→ **EXERCISE TASK**
Pick out each line in the items below that contains the word "umbrella". Copy those lines.

→ **DATA PROVIDED**
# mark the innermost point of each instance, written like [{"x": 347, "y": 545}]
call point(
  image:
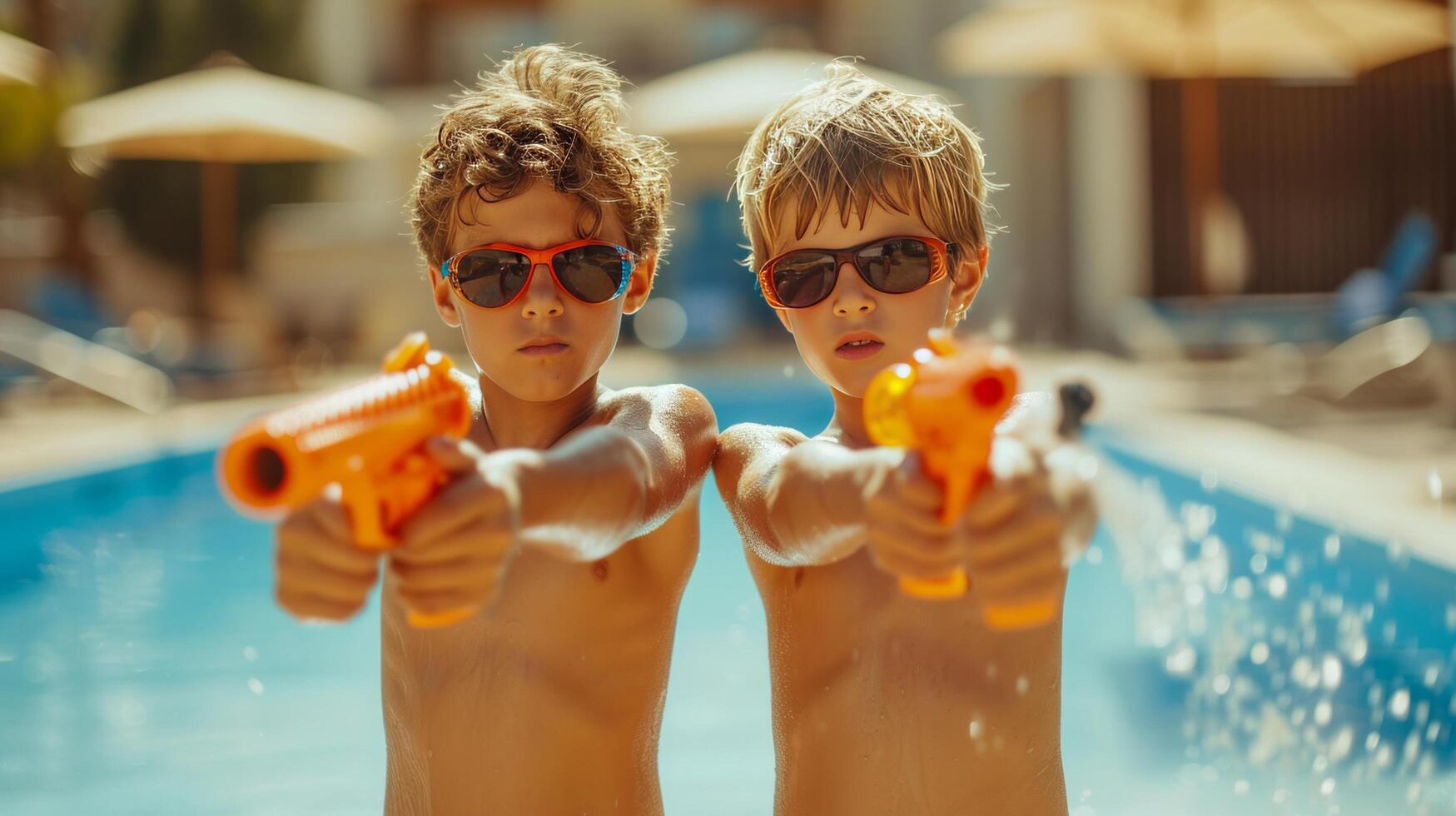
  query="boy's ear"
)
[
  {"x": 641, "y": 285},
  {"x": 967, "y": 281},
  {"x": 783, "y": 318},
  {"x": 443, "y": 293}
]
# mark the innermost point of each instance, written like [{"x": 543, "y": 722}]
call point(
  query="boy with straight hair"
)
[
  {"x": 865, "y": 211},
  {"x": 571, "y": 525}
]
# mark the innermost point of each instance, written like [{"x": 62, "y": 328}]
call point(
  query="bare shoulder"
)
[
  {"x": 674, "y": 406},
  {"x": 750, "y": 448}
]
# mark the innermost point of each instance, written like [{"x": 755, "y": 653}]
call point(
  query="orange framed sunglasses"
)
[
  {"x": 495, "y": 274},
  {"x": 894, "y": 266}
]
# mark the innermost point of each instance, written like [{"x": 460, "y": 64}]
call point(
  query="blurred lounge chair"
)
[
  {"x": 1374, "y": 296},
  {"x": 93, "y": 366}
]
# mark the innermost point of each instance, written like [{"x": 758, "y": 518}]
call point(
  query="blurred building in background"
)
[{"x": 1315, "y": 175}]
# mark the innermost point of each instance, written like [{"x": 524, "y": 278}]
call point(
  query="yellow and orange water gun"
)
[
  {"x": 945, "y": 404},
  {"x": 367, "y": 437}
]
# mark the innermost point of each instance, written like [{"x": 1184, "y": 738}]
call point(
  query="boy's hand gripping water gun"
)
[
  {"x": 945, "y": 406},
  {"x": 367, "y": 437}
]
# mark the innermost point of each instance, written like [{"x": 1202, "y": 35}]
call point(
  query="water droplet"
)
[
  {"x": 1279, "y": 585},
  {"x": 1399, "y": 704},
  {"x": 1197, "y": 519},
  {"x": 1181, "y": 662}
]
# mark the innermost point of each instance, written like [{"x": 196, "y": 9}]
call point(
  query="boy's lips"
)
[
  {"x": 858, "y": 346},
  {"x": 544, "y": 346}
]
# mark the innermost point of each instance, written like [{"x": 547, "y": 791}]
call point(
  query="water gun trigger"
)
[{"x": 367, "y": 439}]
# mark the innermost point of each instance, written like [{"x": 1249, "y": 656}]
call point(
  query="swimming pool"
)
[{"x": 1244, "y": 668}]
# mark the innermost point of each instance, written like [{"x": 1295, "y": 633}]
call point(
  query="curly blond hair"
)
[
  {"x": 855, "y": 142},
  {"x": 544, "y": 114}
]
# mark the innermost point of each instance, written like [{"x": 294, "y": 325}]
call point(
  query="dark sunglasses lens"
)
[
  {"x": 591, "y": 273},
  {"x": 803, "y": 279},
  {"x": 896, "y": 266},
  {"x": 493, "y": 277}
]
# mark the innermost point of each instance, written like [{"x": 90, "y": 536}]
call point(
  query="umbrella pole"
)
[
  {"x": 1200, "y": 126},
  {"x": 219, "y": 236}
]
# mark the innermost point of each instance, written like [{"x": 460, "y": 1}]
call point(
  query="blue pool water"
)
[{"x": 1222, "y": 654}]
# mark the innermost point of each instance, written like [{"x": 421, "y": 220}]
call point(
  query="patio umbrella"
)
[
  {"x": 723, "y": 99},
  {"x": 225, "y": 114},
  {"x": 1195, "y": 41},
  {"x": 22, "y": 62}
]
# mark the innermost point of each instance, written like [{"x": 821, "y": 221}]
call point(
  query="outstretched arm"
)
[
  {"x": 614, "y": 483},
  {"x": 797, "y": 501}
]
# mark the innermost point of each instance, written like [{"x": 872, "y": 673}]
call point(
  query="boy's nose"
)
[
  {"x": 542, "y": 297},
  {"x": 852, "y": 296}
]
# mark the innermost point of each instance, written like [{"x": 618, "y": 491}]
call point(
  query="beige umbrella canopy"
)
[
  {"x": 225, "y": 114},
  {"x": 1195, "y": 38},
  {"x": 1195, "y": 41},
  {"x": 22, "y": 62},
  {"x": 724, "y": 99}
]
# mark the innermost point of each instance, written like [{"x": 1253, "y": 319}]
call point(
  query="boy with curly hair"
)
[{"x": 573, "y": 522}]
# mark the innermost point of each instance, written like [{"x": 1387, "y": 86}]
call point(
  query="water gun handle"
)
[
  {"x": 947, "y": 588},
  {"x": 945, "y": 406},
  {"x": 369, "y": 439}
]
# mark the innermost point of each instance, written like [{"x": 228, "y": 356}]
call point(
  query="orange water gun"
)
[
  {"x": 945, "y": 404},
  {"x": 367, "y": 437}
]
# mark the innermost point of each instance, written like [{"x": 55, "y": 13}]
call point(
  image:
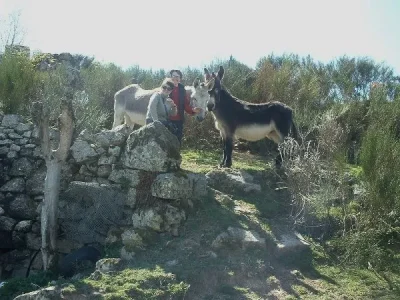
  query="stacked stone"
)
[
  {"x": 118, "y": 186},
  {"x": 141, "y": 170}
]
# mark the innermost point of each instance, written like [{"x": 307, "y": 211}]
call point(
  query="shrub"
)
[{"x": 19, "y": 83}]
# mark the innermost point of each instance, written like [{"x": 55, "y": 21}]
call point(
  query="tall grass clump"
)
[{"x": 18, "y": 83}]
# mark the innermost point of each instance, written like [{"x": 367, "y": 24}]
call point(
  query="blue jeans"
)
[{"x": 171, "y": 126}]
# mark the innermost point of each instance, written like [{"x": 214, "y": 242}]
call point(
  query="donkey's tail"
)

→ **FULL ANSWER**
  query="umbrella pole"
  query="patio umbrella"
  query="beige umbrella canopy"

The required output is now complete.